| DOCUMENT EXCERPT |
# ADS Lab 1 - Investigating Data Structures

In the lecture we talked about the Python list data structure as well as dictionaries, hash tables and binary search trees.  Here we will be looking at simple operations on (long) lists and investigating how algorithmic choices impact run time.

In order to do this we will be creating and processing lists of random numbers.  We can easily generate random numbers in Python using the *random* library.

In [None]:
import random

startno=1
endno=100

#random.randint(a,b) returns a (pseudo-)random integer between a and b inclusive
a=random.randint(startno,endno)
print(a)

### Exercise 1.
Remember, if you have list *list1* you can add another *item* to the end by calling *list1.append(item)*

Write a function *make_rand_list1(n)* which returns a list of *n* random integers (between 1 and 100).  This function should use the **append** method for lists as described above.

## Keyword Arguments to Functions
There are 2 ways of supplying arguments to functions in Python - by position and by name.

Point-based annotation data
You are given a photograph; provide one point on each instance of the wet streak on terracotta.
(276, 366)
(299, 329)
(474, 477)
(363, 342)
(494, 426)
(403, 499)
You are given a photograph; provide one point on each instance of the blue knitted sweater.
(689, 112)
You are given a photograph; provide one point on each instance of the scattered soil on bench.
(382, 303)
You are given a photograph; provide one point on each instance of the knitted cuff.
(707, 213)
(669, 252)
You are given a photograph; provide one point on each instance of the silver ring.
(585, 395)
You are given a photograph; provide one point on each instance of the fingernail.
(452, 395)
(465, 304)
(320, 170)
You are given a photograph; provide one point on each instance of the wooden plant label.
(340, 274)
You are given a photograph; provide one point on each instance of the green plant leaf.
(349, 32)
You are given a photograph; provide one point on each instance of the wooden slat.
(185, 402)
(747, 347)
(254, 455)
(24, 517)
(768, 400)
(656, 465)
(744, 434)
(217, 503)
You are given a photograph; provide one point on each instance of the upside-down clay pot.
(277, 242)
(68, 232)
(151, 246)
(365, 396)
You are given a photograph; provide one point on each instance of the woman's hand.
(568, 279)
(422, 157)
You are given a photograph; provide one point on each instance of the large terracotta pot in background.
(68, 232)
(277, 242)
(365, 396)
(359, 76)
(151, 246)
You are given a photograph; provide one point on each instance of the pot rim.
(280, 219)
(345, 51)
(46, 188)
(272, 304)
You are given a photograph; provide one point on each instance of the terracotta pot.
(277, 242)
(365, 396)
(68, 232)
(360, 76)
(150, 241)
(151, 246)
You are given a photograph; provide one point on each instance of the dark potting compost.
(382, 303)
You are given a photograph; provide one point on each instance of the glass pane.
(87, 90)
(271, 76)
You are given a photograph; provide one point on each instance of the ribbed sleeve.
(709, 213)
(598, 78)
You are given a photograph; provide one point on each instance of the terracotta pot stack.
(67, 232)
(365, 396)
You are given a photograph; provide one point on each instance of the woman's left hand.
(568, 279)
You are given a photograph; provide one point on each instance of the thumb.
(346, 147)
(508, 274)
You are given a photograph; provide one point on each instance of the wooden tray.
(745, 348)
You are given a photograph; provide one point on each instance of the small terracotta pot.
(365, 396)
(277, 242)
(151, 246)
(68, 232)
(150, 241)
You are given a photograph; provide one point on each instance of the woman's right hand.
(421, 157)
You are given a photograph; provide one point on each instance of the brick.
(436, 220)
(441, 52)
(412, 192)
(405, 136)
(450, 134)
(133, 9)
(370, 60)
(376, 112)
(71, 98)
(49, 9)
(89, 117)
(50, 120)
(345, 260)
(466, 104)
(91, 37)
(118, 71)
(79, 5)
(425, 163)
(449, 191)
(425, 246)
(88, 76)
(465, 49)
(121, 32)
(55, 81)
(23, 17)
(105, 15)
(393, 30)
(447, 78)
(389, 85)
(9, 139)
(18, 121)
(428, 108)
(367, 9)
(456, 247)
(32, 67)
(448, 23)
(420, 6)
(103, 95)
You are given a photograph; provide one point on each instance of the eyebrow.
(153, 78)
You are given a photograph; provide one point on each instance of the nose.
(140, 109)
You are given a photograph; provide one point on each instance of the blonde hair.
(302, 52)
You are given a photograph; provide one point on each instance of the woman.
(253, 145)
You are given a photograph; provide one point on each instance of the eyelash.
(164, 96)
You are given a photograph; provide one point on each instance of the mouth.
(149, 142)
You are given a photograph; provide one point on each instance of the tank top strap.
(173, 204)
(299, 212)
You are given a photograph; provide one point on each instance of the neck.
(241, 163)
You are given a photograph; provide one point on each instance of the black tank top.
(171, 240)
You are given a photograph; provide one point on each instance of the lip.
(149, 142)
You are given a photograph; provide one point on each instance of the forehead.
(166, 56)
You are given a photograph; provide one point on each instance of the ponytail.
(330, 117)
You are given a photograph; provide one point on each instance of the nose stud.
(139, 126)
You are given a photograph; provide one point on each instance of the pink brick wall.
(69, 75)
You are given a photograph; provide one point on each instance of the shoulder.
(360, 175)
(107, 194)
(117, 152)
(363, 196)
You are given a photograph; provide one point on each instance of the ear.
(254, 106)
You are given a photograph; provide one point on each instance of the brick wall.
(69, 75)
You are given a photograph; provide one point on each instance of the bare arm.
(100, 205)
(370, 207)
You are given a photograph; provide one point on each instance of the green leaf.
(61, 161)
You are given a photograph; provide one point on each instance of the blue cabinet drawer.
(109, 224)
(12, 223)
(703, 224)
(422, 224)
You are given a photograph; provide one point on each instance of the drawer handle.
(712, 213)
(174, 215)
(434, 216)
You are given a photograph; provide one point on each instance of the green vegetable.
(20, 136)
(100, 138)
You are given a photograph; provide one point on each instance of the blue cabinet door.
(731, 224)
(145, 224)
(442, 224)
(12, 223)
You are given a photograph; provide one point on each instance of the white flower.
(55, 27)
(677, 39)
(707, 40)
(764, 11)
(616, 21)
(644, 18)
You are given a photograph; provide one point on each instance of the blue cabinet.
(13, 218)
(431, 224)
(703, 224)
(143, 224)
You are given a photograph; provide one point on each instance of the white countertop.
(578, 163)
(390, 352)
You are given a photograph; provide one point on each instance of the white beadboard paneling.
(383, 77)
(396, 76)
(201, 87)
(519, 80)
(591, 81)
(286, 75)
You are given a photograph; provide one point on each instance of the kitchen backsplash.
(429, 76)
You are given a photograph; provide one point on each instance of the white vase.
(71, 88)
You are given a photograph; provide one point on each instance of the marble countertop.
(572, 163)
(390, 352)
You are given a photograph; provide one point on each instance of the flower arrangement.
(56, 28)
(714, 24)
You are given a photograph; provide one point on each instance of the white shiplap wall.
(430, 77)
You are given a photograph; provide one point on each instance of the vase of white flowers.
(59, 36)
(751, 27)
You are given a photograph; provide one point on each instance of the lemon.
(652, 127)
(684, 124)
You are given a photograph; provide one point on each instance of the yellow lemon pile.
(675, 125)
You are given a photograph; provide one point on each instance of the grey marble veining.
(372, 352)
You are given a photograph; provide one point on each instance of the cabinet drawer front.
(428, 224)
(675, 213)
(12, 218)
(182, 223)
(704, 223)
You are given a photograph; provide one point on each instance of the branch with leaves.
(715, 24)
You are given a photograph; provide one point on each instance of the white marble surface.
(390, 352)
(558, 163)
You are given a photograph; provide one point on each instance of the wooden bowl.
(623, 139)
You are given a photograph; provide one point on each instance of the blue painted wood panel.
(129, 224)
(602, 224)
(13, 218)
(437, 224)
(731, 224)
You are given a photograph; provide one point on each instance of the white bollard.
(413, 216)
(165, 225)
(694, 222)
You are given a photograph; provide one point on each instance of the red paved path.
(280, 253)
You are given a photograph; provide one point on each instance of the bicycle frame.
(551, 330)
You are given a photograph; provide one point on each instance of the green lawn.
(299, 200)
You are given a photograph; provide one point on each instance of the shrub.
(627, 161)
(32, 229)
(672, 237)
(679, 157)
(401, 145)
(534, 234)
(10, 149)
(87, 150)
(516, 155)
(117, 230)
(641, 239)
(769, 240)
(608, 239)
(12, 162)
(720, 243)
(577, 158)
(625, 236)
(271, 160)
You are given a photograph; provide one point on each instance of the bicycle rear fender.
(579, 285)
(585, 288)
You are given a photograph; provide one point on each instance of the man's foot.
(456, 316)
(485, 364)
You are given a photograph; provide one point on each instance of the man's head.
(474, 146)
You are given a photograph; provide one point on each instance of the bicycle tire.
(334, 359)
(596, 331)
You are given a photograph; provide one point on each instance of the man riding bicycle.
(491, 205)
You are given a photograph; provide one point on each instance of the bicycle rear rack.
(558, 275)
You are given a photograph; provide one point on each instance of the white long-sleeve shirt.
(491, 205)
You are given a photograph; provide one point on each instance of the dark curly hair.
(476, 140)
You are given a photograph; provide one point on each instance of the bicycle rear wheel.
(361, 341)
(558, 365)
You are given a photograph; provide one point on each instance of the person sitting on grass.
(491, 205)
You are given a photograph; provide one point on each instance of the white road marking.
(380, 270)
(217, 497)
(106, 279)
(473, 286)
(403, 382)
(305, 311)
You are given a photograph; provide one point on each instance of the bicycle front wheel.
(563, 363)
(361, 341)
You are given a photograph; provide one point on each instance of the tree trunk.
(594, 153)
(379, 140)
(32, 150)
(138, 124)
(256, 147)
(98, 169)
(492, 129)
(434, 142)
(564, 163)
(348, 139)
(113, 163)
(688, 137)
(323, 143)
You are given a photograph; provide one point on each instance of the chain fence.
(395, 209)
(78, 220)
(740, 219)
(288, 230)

| DIRECTION 1 |
Format the listing lines from the one containing "sitting on grass." through the end of the listing as a JSON list of strings, with one string per line and blank lines omitted.
| DIRECTION 2 |
Pick up the lab handout on Python data structures after its final sentence and continue writing it.

| WRITTEN REPLY 1 |
[
  "You are given a photograph; provide one point on each instance of the person sitting on grass.",
  "(491, 205)",
  "You are given a photograph; provide one point on each instance of the white road marking.",
  "(380, 270)",
  "(217, 497)",
  "(106, 279)",
  "(473, 286)",
  "(403, 382)",
  "(305, 311)",
  "You are given a photograph; provide one point on each instance of the bicycle front wheel.",
  "(563, 363)",
  "(361, 341)",
  "You are given a photograph; provide one point on each instance of the tree trunk.",
  "(594, 153)",
  "(379, 140)",
  "(32, 150)",
  "(138, 124)",
  "(256, 147)",
  "(98, 169)",
  "(492, 129)",
  "(434, 142)",
  "(564, 163)",
  "(348, 139)",
  "(113, 163)",
  "(688, 137)",
  "(323, 143)",
  "You are given a photograph; provide one point on each instance of the chain fence.",
  "(395, 209)",
  "(78, 220)",
  "(740, 219)",
  "(288, 230)"
]

| WRITTEN REPLY 2 |
In [None]:
def myfunc(a,b):
    '''
    myfunc() has 2 positional arguments.  
    They have to be supplied each time the function is called.
    They have to be supplied in the correct order
    '''
    
    x=0
    for i in range(100000):
        x+=a*i/b*(i+1) 
    
    return x


In [None]:
myfunc(2,10)

In [None]:
myfunc(10,2)

In [None]:
myfunc(20)

However, sometimes we want to make arguments optional or supply default values.  We can do this using named or keyword arguments

In [None]:
def myfunc2(numerator=10,denominator=2):
    '''
    If no values are supplied at run-time then numerator will be 10 and denominator will be 2
    '''
    
    x=0
    for i in range(100000):
        x+=numerator*i/denominator*(i+1) 
    
    return x

In [None]:
myfunc2()

In [None]:
myfunc2(denominator=10,numerator=2) #we can give named arguments in any order provided we use the names

In [None]:
myfunc2(30,2) #no names given so default ordering is assumed

In [None]:
myfunc2(30)

### Exercise 2
Modify your code in exercise 1 so that it takes two optional keyword arguments that define the start and end of the range which the random numbers are selected from.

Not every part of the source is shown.